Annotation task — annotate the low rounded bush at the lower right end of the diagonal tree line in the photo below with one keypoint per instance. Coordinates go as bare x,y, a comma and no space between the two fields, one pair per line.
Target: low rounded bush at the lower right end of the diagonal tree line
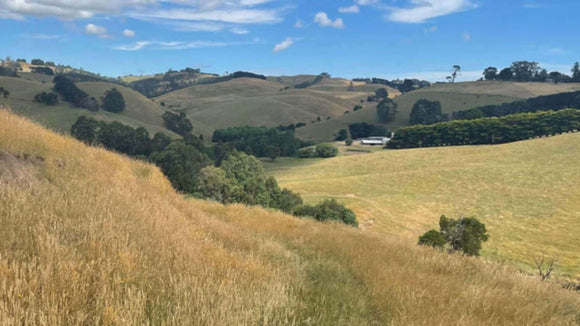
328,210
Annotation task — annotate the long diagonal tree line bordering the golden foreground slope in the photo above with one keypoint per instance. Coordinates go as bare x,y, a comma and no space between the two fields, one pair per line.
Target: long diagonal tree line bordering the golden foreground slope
220,173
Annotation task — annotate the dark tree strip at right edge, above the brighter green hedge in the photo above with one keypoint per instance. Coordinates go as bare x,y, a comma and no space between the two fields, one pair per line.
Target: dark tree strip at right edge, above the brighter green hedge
553,102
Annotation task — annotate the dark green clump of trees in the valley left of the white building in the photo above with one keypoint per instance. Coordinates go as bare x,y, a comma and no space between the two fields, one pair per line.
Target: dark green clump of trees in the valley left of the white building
256,140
....
**YOUR ASSIGNMENT:** Copy the whole of the material above exactly, and exclude every picture.

**RESULT FOR THIS EXERCISE:**
Annotation task — annotate the low rounded bush at the lower right end of the diagonal tree line in the photo below with one keypoint per instance. Coordinates go as bare x,y, a comma and no space between the two fields, one pair per line.
Target: low rounded bush at the lower right end of the diagonal tree line
328,210
Annotation task — annotate the long diagonal tree line bordering the golden foreground slope in the photo above with one keypoint per instance. Coordinates go as bare x,y, a comma and no space between the two fields, one pair per line.
Target: long diagonal tree line bordering the golden foreground slope
220,173
Annotation task — annotate the dark tree strip at right edge, above the brighter green hedge in the photo above with one keypoint per instance. Coordinates go as bare x,y, a comma and no space between the two fields, one pair per line.
Target: dark tree strip at right edge, above the brighter green hedge
553,102
Annotation task — annotate the dark green clump of trees in the valley left of the white building in the photo above with one keypoint per instance. Coordinates go as bare x,y, a comma and no space between the two fields, one pair per line.
Target: dark green clump of trees in the valley left of the white building
256,140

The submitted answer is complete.